* [Work task]: Output nothing except the lines from the one containing "Would you be able to point to the small" through the final line of the data, both included, typed exactly, minus the pictures.

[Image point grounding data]
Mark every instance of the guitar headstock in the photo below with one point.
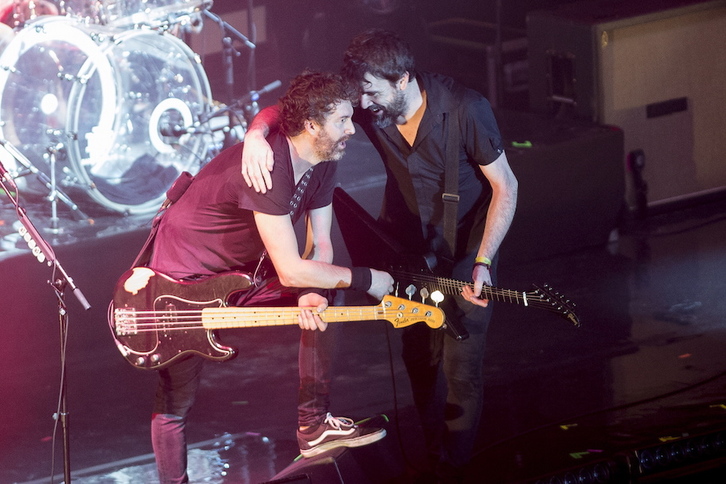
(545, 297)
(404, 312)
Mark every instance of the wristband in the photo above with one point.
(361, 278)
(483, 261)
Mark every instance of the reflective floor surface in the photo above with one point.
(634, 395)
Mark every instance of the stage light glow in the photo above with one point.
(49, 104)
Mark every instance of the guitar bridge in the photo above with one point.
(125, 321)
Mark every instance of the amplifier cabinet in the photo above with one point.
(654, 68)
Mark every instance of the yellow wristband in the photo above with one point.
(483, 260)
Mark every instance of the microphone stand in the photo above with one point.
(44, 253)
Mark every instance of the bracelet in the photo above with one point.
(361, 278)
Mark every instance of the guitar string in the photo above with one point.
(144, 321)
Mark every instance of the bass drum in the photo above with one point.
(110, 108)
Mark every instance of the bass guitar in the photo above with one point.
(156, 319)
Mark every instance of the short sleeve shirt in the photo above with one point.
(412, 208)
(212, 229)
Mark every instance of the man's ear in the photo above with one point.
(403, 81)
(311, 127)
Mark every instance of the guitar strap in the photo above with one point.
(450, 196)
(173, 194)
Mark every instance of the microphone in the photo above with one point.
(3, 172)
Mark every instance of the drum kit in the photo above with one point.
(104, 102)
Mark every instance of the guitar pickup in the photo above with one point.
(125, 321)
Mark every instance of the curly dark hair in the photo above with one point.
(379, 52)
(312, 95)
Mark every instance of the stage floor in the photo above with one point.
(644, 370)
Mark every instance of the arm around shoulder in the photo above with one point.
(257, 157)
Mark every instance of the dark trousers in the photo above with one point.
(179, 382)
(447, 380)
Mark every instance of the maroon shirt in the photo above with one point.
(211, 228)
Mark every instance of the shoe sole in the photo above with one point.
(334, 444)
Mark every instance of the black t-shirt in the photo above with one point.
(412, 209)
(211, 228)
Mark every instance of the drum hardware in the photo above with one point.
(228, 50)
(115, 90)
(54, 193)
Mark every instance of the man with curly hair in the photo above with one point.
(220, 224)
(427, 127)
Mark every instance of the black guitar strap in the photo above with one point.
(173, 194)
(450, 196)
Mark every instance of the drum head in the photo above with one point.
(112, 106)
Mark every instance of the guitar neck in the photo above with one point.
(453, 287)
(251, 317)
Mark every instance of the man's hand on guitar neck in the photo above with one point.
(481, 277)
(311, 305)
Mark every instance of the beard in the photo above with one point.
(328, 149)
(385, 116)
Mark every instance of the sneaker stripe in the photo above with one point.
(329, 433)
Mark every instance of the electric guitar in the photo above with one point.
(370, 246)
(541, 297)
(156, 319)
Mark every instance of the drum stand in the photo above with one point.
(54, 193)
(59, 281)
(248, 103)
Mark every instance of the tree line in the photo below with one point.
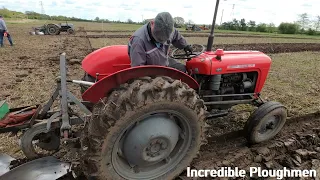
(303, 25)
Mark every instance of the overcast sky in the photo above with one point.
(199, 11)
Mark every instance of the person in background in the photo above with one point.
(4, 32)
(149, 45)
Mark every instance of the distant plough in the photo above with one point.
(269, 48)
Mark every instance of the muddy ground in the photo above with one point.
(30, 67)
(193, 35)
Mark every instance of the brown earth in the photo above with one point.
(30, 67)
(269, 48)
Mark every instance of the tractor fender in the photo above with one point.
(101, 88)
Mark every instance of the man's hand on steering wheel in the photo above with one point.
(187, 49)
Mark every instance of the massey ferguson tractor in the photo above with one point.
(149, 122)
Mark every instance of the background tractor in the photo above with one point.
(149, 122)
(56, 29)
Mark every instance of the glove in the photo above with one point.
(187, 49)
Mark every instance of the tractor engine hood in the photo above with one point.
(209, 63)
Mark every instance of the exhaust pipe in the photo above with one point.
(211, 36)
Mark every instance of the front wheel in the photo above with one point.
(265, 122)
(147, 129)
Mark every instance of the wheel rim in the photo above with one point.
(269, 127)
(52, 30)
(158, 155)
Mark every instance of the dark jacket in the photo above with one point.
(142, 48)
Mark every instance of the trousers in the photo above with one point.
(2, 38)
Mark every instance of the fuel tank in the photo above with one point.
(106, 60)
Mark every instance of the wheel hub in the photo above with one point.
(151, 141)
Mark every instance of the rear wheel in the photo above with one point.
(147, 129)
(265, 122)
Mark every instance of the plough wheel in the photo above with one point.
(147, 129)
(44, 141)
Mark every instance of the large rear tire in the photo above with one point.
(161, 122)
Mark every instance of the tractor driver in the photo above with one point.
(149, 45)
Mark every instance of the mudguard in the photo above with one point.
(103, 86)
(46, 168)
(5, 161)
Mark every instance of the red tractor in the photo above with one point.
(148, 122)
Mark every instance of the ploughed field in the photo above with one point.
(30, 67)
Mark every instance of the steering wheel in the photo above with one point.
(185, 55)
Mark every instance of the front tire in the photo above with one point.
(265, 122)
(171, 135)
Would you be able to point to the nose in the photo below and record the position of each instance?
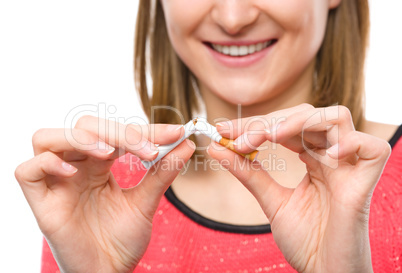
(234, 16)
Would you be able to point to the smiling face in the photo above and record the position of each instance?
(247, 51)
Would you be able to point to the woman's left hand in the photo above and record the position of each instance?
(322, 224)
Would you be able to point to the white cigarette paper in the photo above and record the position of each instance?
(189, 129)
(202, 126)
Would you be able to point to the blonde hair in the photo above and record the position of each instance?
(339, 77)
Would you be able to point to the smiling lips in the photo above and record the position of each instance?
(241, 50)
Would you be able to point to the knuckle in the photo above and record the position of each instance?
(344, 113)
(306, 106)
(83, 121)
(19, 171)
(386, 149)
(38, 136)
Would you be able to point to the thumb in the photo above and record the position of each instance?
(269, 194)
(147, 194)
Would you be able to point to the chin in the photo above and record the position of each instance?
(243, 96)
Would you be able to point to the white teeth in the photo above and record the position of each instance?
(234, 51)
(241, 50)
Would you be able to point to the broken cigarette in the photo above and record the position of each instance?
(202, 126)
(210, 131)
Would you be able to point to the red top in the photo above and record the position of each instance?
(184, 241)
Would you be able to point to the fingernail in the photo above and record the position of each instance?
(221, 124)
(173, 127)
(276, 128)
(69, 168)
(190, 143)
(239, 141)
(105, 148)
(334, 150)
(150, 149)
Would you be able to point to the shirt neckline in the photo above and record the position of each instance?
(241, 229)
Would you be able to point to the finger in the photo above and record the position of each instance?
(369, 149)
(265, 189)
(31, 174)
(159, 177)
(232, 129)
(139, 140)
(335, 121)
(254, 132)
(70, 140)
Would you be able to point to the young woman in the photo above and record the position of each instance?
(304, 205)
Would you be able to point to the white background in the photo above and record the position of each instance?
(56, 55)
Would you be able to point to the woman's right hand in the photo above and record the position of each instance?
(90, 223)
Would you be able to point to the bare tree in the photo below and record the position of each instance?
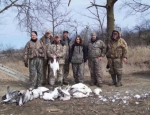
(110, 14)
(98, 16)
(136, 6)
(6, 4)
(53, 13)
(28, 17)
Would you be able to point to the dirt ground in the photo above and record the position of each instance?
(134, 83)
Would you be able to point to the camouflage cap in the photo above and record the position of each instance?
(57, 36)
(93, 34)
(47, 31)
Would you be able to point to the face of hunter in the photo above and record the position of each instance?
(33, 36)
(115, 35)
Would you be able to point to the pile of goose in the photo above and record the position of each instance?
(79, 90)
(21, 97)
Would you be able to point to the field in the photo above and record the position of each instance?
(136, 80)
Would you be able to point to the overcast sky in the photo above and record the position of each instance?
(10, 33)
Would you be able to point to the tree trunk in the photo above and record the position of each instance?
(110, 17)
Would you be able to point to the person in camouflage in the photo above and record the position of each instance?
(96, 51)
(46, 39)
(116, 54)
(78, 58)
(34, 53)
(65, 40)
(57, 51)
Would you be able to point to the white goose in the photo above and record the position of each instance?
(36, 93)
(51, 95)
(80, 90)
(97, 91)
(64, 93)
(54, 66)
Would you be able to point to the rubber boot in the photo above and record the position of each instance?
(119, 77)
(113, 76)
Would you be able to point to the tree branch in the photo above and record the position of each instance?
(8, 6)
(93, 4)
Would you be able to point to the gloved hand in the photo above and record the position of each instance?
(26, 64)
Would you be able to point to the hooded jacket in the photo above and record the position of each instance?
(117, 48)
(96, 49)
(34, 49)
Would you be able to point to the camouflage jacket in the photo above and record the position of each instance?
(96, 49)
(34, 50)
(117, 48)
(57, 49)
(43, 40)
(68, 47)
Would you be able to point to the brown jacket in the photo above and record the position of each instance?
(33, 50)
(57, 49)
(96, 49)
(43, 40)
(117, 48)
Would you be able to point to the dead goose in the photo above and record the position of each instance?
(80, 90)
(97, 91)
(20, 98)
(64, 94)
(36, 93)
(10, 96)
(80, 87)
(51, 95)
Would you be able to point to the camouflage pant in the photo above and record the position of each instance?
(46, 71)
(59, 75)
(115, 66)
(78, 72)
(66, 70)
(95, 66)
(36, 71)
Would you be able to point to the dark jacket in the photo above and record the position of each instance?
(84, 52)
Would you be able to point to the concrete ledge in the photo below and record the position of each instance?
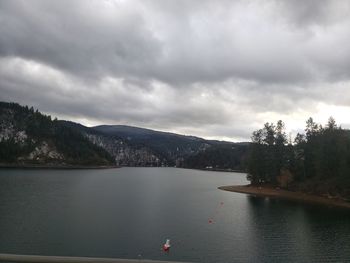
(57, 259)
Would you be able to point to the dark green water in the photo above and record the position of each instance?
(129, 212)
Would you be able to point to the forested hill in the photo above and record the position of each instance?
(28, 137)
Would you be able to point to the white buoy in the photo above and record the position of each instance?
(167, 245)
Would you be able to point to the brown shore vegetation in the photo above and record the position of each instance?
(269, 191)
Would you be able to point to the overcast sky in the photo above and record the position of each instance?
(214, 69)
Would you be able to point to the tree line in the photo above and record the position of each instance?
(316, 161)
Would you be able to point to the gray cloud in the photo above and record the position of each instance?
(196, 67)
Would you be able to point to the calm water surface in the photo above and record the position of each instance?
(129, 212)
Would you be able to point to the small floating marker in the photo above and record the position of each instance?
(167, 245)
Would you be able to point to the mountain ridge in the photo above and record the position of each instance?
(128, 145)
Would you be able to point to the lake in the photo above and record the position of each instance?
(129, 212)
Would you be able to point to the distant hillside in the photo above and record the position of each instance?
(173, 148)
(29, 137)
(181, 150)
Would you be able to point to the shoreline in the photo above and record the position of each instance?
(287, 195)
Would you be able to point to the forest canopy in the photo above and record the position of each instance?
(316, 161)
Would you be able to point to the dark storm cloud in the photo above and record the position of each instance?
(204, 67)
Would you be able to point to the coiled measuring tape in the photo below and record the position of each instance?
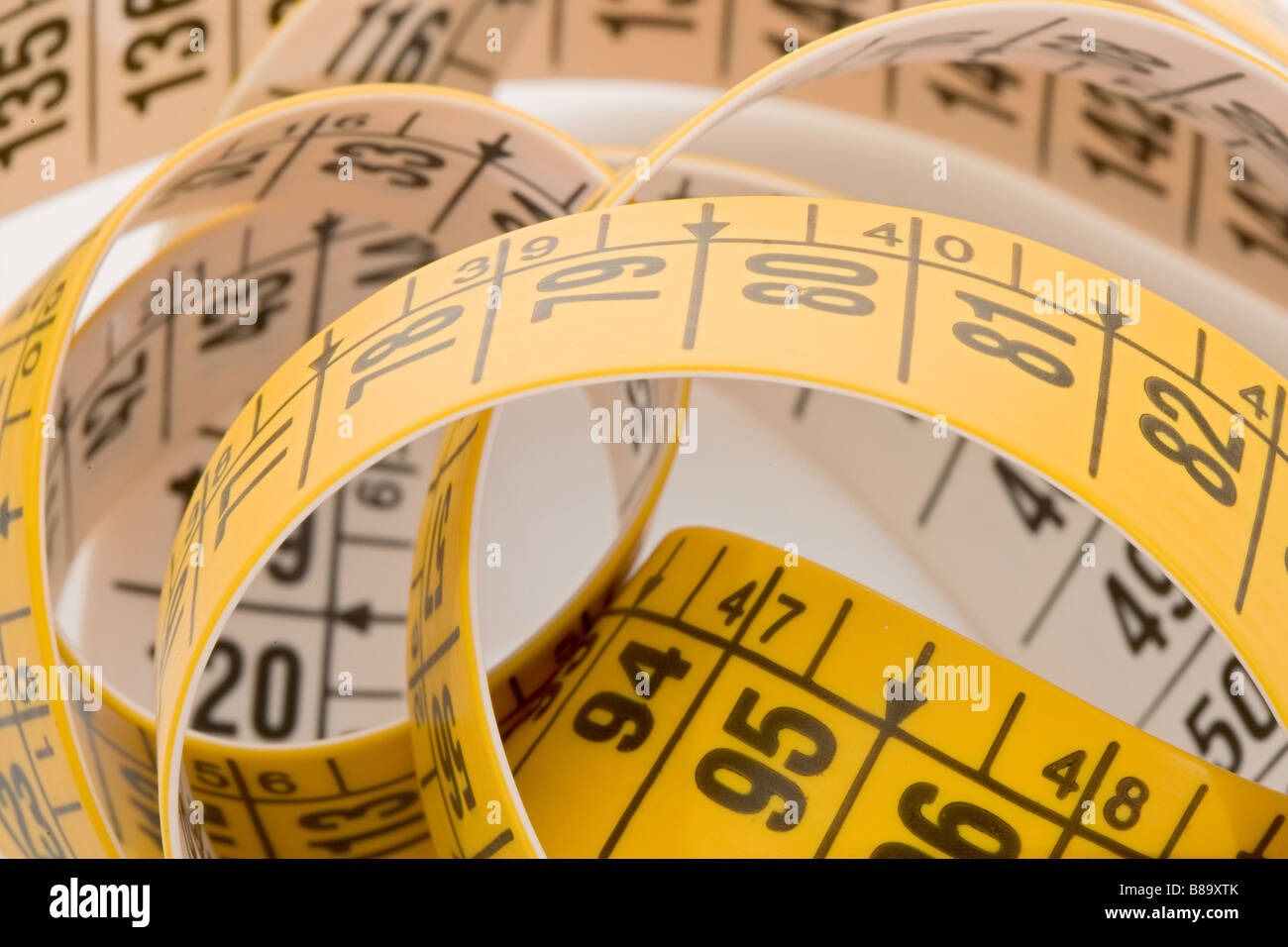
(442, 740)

* [Response box]:
Would you be able to point to the small floating marker in the photo above and record the position of each instance?
(167, 245)
Would you be able to point to the mountain ridge in the photo above and record the position of each instance?
(128, 145)
Would you be able to point to the lake in the photo above and record the position of each instance?
(129, 212)
Would you be able to point to the distant hillside in the photo above and record the position of each instance?
(173, 148)
(29, 137)
(181, 150)
Would you be able to point to the shoreline in the photo above and record the position of each instance?
(287, 195)
Would you be able to point to the forest canopy in the photo above and record the position of each instance?
(316, 161)
Would you be able to point to the dark storm cloud in the photo above and record the position of each instance?
(204, 67)
Would you be able to point to the coiled measuring tape in the photo below and record the position of each instance?
(442, 740)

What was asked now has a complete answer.